> [TEXTE DU DOCUMENT]
◆ ◆ ◆

Les portes du monde : une histoire des sens humains

Nos sens sont bien plus nombreux qu’on ne le pense. Et si percevoir, c’était aussi apprendre à se connaître ? Nos sens sont bien plus nombreux qu’on ne le pense. Et si percevoir, c’était aussi apprendre à se connaître ?

Il existe, en philosophie, cette idée selon laquelle deux mondes coexistent pour chaque individu : celui qui n’existe que par son regard, et celui qui préexistait et lui survivra. Pour que l’un puisse entrer en contact avec l’autre, il lui a été offert des systèmes d’interprétation : les sens.

François Lamy écrivait dans De la connaissance de soi-même :

“Nos sens ne sont que les fenêtres par lesquelles elle regarde ce qui se passe au dehors. Ils témoignent de l’univers des choses, ils sont aux frontières et non au dedans. Ils sont les messagers de l’extérieur, jusqu’au risque de nous en rendre tributaires sinon captifs.”

Mais au-delà de cette belle métaphore, qu’en dit la science ?


Une définition plus rigoureuse

Un sens est un système biologique formé de récepteurs spécialisés, de voies nerveuses et de centres cérébraux, qui permet de capter, transmettre et interpréter des informations de l’environnement ou de l’organisme.

Cette définition moderne est récente. Pendant des siècles, notre vision des sens reposait sur le schéma proposé par Aristote au IVᵉ siècle av. J.-C. : vue, ouïe, odorat, goût et toucher. Cette classification a perduré, car elle correspond à nos organes sensoriels externes et à l’expérience immédiate.

Le tournant scientifique : au-delà des cinq sens

C’est grâce à la neurobiologie qu’on comprend désormais qu’un sens ne dépend pas d’un organe, mais de récepteurs spécialisés. Par exemple, la peau n’est pas un simple “organe du toucher” : elle contient quatre types de récepteurs pour détecter la texture, la température, la douleur et la position du corps dans l’espace.

Aujourd’hui, on reconnaît officiellement neuf sens humains. En plus des cinq classiques, il faut compter :

1. Le sens de l’équilibre (système vestibulaire)

Il nous permet de percevoir notre orientation dans l’espace et de coordonner nos mouvements sans même ouvrir les yeux.

  • Où ? Oreille interne : utricule, saccule, canaux semi-circulaires.
  • Comment ? Ces récepteurs détectent les mouvements de la tête et la gravité, et transmettent ces signaux au cerveau via le nerf vestibulaire.

◆ ◆ ◆

> [EXTRAITS DES LIGNES]
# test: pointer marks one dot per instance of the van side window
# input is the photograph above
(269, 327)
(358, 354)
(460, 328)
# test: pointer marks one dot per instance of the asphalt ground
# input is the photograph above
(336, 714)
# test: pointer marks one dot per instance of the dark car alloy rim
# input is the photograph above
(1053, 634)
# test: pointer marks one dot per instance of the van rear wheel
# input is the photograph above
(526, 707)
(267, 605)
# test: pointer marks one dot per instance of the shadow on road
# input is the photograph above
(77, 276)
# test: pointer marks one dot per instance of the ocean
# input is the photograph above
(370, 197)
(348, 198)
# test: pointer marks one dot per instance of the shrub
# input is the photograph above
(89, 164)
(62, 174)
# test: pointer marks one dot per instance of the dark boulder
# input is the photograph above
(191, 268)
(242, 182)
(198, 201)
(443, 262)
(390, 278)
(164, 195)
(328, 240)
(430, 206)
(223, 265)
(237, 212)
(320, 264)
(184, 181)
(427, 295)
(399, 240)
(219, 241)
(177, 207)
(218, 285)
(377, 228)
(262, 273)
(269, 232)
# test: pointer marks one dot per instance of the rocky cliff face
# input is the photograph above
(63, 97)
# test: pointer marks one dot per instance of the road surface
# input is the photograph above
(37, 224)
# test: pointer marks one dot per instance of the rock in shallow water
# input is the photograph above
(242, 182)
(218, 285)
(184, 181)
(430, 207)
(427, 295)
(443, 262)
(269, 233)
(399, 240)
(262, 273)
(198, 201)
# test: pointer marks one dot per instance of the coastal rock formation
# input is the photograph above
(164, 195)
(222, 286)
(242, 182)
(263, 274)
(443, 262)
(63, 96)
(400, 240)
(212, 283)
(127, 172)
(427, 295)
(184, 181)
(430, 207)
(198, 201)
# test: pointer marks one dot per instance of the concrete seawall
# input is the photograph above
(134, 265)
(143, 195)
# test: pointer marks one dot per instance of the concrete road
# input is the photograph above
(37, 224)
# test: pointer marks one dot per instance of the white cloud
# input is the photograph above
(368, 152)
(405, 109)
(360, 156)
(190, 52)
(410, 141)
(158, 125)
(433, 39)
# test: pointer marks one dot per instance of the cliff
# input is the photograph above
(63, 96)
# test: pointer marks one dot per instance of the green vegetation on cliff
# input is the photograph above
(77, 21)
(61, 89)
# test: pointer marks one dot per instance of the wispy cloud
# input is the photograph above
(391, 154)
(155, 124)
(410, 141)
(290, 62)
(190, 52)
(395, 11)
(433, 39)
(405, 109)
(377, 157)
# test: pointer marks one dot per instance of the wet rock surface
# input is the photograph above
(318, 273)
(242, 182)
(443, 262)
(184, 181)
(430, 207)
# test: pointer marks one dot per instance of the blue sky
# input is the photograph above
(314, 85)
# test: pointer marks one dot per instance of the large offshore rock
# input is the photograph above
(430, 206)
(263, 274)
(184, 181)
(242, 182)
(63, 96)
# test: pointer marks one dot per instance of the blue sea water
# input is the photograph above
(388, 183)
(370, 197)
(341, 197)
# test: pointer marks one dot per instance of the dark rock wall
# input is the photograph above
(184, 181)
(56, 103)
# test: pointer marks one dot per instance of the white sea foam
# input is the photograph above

◆ ◆ ◆

> [CONSIGNE A] Les affirmations suivantes concordent-elles avec le texte sur les sens humains ? (i) Aristote a proposé au IVᵉ siècle av. J.-C. le schéma des cinq sens. (ii) Selon la neurobiologie, un sens dépend d'un organe. (iii) La peau contient trois types de récepteurs. Pour chacune, répondez par oui ou par non en citant les mots décisifs du texte.
> [CONSIGNE B] Poursuivez le texte sur les sens humains à partir de sa dernière phrase.

> [RÉPONSE A]
(i) Oui : « Pendant des siècles, notre vision des sens reposait sur le schéma proposé par Aristote au IVᵉ siècle av. J.-C. : vue, ouïe, odorat, goût et toucher. »
(ii) Non : « un sens ne dépend pas d’un organe, mais de récepteurs spécialisés ».
(iii) Non : « elle contient quatre types de récepteurs ».

> [RÉPONSE B]
2. La proprioception

Le corps ressent sa propre position et ses mouvements en continu, même dans l’obscurité.

  • Où ? Muscles, tendons, articulations, peau.
  • Comment ? Des récepteurs mesurent l’étirement, la pression ou la tension, transmettant ces informations au cervelet et au cortex somatosensoriel.

3. La nociception

C’est le sens de la douleur : un système d’alerte contre les dangers pour l’organisme.

  • Où ? Peau, muscles, articulations, organes internes.
  • Comment ? Des nocicepteurs détectent des menaces (chaleur, pression, agents chimiques) et envoient des signaux d’urgence au cerveau.

4. La thermoception

Notre capacité à sentir le chaud ou le froid.

  • Où ? Principalement dans la peau et certaines muqueuses.
  • Comment ? Des thermorécepteurs sensibles captent les variations, assurant une régulation thermique efficace.

Vers une expansion sensorielle

Certains chercheurs évoquent jusqu’à 21 sens distincts, en incluant :

  • La faim et la soif
  • La perception du temps
  • Les sensations internes (coenesthésie)

D’autres approches — psychologiques, philosophiques ou spirituelles — évoquent même 17 “sens subtils” liés à l’intuition, l’énergie ou la conscience de soi.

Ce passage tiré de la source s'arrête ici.